__Records provided__.

= Beginning of Section =

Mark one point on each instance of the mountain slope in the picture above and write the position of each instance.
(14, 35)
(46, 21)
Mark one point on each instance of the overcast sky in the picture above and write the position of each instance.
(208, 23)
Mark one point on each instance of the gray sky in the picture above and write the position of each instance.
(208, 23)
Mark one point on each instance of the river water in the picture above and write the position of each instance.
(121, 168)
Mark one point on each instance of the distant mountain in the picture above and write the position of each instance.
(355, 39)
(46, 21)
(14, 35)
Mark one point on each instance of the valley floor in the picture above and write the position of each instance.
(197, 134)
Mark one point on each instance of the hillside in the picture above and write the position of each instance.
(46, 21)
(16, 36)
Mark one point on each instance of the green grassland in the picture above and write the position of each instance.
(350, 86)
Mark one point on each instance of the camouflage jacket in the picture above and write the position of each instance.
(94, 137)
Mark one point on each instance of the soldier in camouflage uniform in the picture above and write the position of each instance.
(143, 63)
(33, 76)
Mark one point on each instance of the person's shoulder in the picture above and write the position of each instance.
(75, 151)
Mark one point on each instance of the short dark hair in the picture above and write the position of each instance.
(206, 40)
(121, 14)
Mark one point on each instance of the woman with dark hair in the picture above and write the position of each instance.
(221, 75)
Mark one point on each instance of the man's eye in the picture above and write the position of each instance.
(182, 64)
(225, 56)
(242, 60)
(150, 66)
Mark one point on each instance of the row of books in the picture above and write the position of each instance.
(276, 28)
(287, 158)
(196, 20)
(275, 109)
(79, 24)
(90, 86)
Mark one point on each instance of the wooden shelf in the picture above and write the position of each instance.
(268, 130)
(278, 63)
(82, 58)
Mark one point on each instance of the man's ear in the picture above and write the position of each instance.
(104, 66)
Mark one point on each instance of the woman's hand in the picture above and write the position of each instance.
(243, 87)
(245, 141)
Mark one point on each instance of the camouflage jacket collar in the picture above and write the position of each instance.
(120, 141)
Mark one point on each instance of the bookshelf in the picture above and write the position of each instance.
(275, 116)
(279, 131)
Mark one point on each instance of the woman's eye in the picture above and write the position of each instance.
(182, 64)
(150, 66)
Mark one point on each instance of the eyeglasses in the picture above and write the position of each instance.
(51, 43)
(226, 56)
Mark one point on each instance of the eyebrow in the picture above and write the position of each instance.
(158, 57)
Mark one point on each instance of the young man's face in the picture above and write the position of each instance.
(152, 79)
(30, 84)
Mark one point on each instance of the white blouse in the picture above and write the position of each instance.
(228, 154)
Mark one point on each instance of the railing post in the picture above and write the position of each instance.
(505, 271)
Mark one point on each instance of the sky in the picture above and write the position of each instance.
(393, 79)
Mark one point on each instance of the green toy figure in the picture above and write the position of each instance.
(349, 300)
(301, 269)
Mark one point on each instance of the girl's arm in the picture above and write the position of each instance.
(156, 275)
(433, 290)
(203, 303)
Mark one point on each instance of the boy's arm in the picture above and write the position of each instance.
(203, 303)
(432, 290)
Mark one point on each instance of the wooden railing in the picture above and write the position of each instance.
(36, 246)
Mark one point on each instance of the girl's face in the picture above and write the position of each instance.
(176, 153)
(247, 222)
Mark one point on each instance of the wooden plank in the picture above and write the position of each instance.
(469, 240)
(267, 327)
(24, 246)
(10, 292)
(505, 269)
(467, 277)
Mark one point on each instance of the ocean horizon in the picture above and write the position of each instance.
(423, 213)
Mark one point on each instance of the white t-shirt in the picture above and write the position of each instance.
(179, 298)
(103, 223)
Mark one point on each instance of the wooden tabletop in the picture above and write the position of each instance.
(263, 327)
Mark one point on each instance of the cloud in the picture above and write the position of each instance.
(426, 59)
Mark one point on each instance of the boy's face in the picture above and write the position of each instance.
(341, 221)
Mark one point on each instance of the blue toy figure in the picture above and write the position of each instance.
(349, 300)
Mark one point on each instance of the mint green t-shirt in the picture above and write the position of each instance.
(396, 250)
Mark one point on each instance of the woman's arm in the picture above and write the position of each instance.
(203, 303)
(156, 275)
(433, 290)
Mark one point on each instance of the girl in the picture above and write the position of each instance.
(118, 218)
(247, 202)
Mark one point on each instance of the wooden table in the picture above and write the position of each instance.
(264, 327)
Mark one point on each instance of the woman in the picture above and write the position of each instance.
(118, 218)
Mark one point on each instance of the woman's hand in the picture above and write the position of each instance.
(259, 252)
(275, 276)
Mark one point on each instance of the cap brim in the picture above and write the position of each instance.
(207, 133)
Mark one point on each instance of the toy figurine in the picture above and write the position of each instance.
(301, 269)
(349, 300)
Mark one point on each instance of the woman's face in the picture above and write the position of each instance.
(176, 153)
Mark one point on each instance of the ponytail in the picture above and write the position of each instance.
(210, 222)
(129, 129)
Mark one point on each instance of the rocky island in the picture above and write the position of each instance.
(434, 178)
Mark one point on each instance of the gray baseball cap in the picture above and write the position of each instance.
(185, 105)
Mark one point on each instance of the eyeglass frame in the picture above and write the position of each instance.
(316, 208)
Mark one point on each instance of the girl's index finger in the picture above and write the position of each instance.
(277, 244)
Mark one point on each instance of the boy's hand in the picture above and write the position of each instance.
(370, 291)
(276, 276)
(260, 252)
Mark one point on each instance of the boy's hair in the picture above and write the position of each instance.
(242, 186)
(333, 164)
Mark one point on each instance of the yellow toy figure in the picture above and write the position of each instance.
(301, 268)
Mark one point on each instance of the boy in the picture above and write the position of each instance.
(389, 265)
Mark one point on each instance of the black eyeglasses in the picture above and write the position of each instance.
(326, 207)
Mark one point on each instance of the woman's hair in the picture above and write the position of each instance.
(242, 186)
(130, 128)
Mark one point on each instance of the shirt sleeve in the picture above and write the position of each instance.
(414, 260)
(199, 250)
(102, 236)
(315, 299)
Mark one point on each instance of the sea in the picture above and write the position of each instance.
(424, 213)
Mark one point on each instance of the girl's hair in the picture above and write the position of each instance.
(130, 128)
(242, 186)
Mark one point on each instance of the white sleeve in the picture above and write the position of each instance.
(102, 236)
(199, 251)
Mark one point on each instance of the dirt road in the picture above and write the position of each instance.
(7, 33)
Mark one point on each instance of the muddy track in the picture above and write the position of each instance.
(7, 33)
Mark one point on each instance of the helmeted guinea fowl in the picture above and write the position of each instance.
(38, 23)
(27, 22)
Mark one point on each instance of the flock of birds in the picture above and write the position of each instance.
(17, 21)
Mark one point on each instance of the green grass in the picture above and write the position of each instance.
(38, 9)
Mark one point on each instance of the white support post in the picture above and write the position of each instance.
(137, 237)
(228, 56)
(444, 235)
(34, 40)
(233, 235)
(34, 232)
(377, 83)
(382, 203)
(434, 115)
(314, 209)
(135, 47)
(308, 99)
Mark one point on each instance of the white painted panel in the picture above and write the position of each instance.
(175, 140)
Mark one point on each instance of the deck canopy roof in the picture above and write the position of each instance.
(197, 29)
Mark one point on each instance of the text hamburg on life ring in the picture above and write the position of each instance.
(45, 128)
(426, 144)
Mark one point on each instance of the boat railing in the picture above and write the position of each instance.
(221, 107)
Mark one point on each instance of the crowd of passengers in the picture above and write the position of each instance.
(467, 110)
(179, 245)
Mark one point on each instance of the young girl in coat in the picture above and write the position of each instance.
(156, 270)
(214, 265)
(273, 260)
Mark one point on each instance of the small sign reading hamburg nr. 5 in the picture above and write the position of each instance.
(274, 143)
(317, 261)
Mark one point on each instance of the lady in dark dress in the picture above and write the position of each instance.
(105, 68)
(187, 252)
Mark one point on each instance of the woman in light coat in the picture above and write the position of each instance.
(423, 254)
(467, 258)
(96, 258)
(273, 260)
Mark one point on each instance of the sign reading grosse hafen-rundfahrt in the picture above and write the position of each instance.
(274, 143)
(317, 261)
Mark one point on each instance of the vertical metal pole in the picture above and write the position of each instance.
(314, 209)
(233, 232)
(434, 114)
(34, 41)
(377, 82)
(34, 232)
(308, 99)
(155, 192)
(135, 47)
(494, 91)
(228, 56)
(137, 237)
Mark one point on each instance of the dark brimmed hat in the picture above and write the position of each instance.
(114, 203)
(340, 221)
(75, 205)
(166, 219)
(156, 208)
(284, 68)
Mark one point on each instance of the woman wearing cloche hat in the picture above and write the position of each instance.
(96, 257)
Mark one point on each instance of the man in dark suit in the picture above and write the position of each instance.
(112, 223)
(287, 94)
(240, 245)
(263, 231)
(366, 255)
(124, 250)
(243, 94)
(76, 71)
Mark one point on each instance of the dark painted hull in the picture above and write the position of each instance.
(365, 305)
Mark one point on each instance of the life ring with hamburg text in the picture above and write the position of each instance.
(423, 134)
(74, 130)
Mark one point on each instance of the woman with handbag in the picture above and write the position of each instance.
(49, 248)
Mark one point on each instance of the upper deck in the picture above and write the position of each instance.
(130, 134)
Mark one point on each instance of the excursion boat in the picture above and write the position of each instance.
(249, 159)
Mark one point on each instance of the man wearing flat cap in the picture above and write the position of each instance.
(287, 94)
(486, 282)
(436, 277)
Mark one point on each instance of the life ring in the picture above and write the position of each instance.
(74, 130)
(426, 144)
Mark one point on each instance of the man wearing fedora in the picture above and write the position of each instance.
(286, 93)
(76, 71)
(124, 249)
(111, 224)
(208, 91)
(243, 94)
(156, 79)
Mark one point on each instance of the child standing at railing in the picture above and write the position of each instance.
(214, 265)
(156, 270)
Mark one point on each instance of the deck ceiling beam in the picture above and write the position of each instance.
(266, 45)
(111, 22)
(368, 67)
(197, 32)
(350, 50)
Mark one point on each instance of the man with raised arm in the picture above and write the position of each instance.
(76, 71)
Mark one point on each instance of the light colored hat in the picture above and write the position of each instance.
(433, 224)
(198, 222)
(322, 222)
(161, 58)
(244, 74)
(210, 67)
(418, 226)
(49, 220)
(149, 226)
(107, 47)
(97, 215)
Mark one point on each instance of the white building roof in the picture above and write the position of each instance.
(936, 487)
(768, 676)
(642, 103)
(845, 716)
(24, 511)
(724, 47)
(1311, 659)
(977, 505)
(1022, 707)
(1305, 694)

= End of Section =

__Problem to solve__.
The response must contain exactly the lines from the one with "Mark one point on each instance of the man with" through the last line of the material above, both ends included, and no others.

__Exercise response__.
Mark one point on each instance of the man with raised arm in the picture above and write the position of each instance.
(76, 71)
Mark one point on each instance of the light colored hat in the picture above and write the position of each instance.
(433, 224)
(198, 222)
(322, 222)
(161, 58)
(244, 74)
(210, 67)
(418, 226)
(49, 220)
(149, 226)
(107, 47)
(97, 215)
Mark one point on each instance of the white building roof in the picture above and write the position of each instance.
(936, 487)
(768, 676)
(642, 103)
(845, 716)
(24, 511)
(724, 47)
(1311, 659)
(977, 505)
(1022, 707)
(1305, 694)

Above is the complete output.